→ **Given instruction**: Copy every line of the data exactly, leaving nothing out.
::: Rows :::
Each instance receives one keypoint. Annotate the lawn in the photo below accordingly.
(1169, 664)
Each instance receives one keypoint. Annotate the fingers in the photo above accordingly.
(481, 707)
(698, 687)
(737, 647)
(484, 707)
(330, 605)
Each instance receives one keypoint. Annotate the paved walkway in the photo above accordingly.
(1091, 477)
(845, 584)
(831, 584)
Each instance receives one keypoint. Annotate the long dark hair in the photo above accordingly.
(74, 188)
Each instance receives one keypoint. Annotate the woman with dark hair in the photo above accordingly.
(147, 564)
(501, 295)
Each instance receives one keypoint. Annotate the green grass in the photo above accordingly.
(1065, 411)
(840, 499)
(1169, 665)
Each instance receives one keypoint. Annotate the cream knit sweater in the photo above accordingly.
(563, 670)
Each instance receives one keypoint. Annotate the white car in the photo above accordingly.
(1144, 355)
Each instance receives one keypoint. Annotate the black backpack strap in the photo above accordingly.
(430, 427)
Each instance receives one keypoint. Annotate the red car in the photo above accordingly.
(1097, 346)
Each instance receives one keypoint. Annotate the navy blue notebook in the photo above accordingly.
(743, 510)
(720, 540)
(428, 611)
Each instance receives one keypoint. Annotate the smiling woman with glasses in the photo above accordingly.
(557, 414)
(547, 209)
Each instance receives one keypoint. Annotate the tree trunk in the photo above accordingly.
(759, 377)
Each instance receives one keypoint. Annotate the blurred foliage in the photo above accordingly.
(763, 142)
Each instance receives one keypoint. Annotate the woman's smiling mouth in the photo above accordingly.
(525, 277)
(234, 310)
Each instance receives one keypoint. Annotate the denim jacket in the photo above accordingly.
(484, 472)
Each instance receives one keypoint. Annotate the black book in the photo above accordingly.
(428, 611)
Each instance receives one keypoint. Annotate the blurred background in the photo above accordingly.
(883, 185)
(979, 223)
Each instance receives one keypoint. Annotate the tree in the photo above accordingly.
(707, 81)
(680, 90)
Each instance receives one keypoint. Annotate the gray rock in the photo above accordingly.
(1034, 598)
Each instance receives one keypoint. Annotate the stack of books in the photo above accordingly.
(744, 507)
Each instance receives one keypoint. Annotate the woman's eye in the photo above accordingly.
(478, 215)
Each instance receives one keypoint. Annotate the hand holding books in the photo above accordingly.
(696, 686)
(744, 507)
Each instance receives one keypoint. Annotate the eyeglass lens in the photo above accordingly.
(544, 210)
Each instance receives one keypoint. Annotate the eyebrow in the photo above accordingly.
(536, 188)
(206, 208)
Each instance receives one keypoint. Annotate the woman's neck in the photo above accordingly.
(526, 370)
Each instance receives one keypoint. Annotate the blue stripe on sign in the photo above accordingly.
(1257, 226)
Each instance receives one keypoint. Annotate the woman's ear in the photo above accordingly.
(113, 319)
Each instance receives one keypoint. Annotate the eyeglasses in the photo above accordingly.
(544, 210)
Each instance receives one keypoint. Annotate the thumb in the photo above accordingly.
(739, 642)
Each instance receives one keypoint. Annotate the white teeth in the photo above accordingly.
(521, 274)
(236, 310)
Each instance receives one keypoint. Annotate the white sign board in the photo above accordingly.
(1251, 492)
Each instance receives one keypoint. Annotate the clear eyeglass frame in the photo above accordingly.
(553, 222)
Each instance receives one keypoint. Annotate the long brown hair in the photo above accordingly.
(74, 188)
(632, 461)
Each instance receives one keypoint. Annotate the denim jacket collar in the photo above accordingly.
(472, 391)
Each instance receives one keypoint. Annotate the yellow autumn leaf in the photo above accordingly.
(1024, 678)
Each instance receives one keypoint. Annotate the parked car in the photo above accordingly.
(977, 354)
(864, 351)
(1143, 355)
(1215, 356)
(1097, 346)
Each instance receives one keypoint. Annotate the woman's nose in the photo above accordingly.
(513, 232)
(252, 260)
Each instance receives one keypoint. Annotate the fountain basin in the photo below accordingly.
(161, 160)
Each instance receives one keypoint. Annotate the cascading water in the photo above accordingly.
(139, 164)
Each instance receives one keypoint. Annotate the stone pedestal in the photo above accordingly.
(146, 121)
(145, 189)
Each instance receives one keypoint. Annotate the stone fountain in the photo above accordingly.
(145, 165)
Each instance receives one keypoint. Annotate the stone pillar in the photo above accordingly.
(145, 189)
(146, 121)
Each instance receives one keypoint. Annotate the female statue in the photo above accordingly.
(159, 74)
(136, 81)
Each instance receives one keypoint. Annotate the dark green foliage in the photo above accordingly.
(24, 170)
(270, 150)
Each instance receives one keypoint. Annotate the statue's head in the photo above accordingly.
:::
→ **Reply**:
Each instance receives one keypoint. Annotate the lawn in the photo below accordingly.
(1169, 664)
Each instance receives one keypoint. Annotate the fingers in the photo above accordingly.
(481, 707)
(698, 687)
(737, 647)
(484, 707)
(330, 605)
Each instance receives one keypoint. Annotate the paved walkway in the photo above accordingly.
(1091, 477)
(845, 584)
(831, 584)
Each instance receives one keypoint. Annotate the long dark hair in the photo above accordingly.
(74, 188)
Each instance receives one keypoint. Annotate the woman with dark hair in the photo above accordingly.
(147, 564)
(501, 295)
Each instance receives one keypoint. Annotate the green grass in the photo above accordingly.
(1065, 411)
(840, 499)
(1169, 665)
Each instance receives one keypoint. Annotate the cream knit sweater in the photo above accordingly.
(563, 670)
Each instance receives one keypoint. Annotate the white car in the photo above accordingly.
(1144, 355)
Each instance receives one keypoint. Annotate the black backpack strap in the photo above accordingly.
(430, 427)
Each instance receives one keypoint. Annotate the red car in the photo above accordingly.
(1097, 346)
Each instance receives one keypoint. Annotate the navy blue notebook in the photo above accordingly.
(743, 510)
(720, 540)
(428, 611)
Each instance receives one keypoint. Annotate the smiling woman with glasses in the photo above accordingly.
(557, 414)
(547, 209)
Each instance receives one keypoint. Annotate the tree trunk in the photo above accordingly.
(759, 377)
Each instance receives one keypoint. Annotate the blurred foliage in the photo above accordingly.
(763, 142)
Each instance receives one keypoint. Annotate the woman's smiling mouth in the photo above accordingly.
(525, 277)
(234, 310)
Each instance receives one keypoint. Annotate the denim jacket in the photo above accordingly.
(484, 472)
Each instance receives one keypoint. Annotate the black book in the photo above accordingly.
(428, 611)
Each instance receives one keypoint. Annotate the blurred background in the photo above accordingly.
(883, 185)
(979, 223)
Each instance receives one keypoint. Annotate the tree in the photo above accordingly.
(707, 81)
(680, 90)
Each instance receives one keypoint. Annotate the gray rock in the photo above accordingly.
(1034, 598)
Each instance receives one keypoint. Annotate the stack of books in the photo above accordingly.
(744, 507)
Each instance receives one keypoint. Annotate the woman's eye in the photo above accordingly.
(478, 215)
Each instance receives one keypoint. Annotate the hand holding books in the photo above accordingly.
(696, 686)
(744, 507)
Each instance receives one keypoint. Annotate the eyeglass lens in the photo above accordingly.
(544, 210)
Each instance receives one keypoint. Annotate the eyebrow in the photo above accordingly.
(536, 188)
(206, 208)
Each instance receives one keypoint. Annotate the woman's neck in the photo above accordingly.
(526, 370)
Each instance receives one keypoint. Annotate the blue stripe on sign in the photo above accordingly.
(1257, 226)
Each instance receives one keypoint. Annotate the woman's ear in the photo above accordingly.
(113, 319)
Each instance receives one keypoint. Annotate the eyeglasses in the photo above accordingly.
(544, 210)
Each instance receives one keypoint. Annotate the thumb in the photo above accordingly.
(739, 642)
Each instance receives one keypoint. Annotate the white teeth in the photo above accordingly.
(521, 274)
(236, 310)
Each instance receives one keypoint. Annotate the white sign board in the photo above accordingly.
(1251, 492)
Each instance receives one keypoint. Annotate the clear eyeglass frame in the photo above accordingly.
(553, 222)
Each instance receives one keypoint. Annotate the long brown hair in the photo above accordingly.
(74, 188)
(632, 461)
Each instance receives one keypoint. Annotate the denim jacket collar in the photo above accordingly.
(472, 391)
Each instance receives one keypoint. Annotate the yellow autumn leaf in the photo above accordingly.
(1024, 678)
Each instance receives one keypoint. Annotate the parked car in the photo above accordingly.
(977, 354)
(864, 351)
(1143, 355)
(1215, 356)
(1097, 346)
Each instance receives one keypoint. Annotate the woman's nose in the photo above accordingly.
(513, 232)
(252, 260)
Each instance receives one keypoint. Annotate the fountain basin in the photo below accordingly.
(161, 160)
Each instance receives one keypoint. Annotate the cascading water in the photo above accordingly.
(139, 164)
Each instance receives one keypoint. Annotate the stone pedestal in the photo above accordingly.
(146, 121)
(145, 189)
Each instance receives one keypoint. Annotate the stone fountain in the photo above accordingly.
(145, 165)
Each instance receives one keypoint. Annotate the stone pillar in the photo above accordingly.
(145, 189)
(146, 121)
Each instance receives one keypoint. Annotate the female statue in the photo above accordingly.
(159, 74)
(136, 81)
Each instance receives one keypoint. Annotate the dark green foliage in the photo above accordingly.
(24, 170)
(270, 150)
Each instance receives one keypoint. Annotate the statue's head in the photo above accordingly.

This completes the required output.